Excerpted text:

Malibu Rising by Taylor Jenkins Reid, Hutchinson, 2021
Nina Riva is the mother to her siblings Jay, Hud and Kit, ever since their own mother died. Every year, she holds an end-of-summer party in her Malibu pad. It’s known to be wild but this year is the one that will be remembered for her two brothers fighting, the reappearance of their estranged but famous father, as well as her unfaithful husband and the possibility of another sibling.
It’s endless summer in these pages and the waves hold this family together. I’d say it’s just right as a beach read, although I could’ve done with a little less prose on how lean and toned the women are but, it is Malibu after all.
Red Dirt Talking by Jacqueline Wright, Fremantle Press, 2012
8-year-old Kuj goes missing from Ransom in remote Western Australia. There is plenty of speculation about what happened but not much hard evidence. While Maggot, the local rubbish collector hears everyone’s theories in the present, Annie a city postgrad student is arriving and finding her feet out on country before Kuj goes missing. I’m still reading, so I write this without knowing what happens to her.
Disappearance aside, this is daily life in a remote community – the relationships and racism, the culture, climate and land. I’ve lived in the tropics and when I read about the build-up to the wet, omg, I was there all over again…
“…the air’s pissed off down south, mosquitoes whine in your ear all night and the atmosphere’s cocked and loaded with ninety-nine percent humidity. On the few occasions the wind does crank up it brings more mozzies than relief into town.”
Bone Memories by Sally Piper, UQP, 2022
Billie’s daughter Jessie was murdered. Her grandson Daniel, who was a toddler, witnessed it. He has no memory of the day or his mother but Billie feeds him the latter hoping for the former. She tends the tree under which it happened and feels her daughter through the land.
Angus lost his wife but it’s 16 years since the murder and he’s remarried and has a daughter too. They’ve outgrown the house that he and Jessie originally bought and it’s time to move on. But in the Granny flat out the back, Billie rails against it.
Territory is all over this book from the physical environment and scene-of-the-crime to blended families and blood-ties. It also asks interesting questions about whether holding onto the past is really honouring it and who it benefits if you can’t move on.

Problems to work on:
A. In the book reviews, what is the name of the local rubbish collector in Ransom?
B. Rewrite the book reviews starting with "Malibu Rising by" and going on through "Malibu after all.", putting "end-of-season party" in place of "end-of-summer party".

Point localization data:

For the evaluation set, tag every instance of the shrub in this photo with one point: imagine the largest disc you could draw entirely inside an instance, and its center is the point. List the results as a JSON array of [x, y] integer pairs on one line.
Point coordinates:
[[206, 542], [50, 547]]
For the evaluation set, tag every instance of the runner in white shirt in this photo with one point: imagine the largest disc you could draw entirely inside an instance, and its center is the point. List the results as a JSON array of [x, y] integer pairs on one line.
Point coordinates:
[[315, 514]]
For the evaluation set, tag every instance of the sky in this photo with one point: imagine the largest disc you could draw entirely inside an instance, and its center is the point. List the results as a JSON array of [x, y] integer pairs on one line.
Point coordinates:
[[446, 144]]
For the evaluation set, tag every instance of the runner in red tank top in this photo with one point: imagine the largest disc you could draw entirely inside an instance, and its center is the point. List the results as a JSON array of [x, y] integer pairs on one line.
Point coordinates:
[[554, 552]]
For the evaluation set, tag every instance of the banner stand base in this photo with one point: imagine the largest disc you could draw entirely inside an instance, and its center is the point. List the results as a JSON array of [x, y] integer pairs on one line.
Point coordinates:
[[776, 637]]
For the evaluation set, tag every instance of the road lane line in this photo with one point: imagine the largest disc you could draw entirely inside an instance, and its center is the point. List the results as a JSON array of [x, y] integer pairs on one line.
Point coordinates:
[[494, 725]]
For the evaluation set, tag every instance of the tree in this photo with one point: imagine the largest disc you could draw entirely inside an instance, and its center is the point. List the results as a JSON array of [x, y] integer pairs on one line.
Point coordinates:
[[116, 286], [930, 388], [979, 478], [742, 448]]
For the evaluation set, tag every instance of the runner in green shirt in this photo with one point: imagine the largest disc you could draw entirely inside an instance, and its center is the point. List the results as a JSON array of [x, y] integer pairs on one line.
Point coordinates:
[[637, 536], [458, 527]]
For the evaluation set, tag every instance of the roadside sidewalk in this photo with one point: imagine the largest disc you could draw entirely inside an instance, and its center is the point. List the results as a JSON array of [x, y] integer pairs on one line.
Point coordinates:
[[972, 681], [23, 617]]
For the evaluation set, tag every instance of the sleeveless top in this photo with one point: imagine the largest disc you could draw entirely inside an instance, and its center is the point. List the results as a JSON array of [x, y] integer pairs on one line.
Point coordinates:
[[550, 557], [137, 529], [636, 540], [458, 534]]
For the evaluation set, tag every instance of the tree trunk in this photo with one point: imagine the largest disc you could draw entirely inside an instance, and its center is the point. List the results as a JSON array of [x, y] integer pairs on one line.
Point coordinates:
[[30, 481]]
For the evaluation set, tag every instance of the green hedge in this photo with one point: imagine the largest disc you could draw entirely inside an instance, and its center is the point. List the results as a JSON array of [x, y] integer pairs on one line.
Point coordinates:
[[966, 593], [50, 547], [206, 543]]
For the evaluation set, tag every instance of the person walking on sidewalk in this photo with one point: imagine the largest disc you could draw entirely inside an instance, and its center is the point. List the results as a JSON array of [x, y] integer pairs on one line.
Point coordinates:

Answers to this exercise:
A. Maggot

B.
Malibu Rising by Taylor Jenkins Reid, Hutchinson, 2021
Nina Riva is the mother to her siblings Jay, Hud and Kit, ever since their own mother died. Every year, she holds an end-of-season party in her Malibu pad. It’s known to be wild but this year is the one that will be remembered for her two brothers fighting, the reappearance of their estranged but famous father, as well as her unfaithful husband and the possibility of another sibling.
It’s endless summer in these pages and the waves hold this family together. I’d say it’s just right as a beach read, although I could’ve done with a little less prose on how lean and toned the women are but, it is Malibu after all.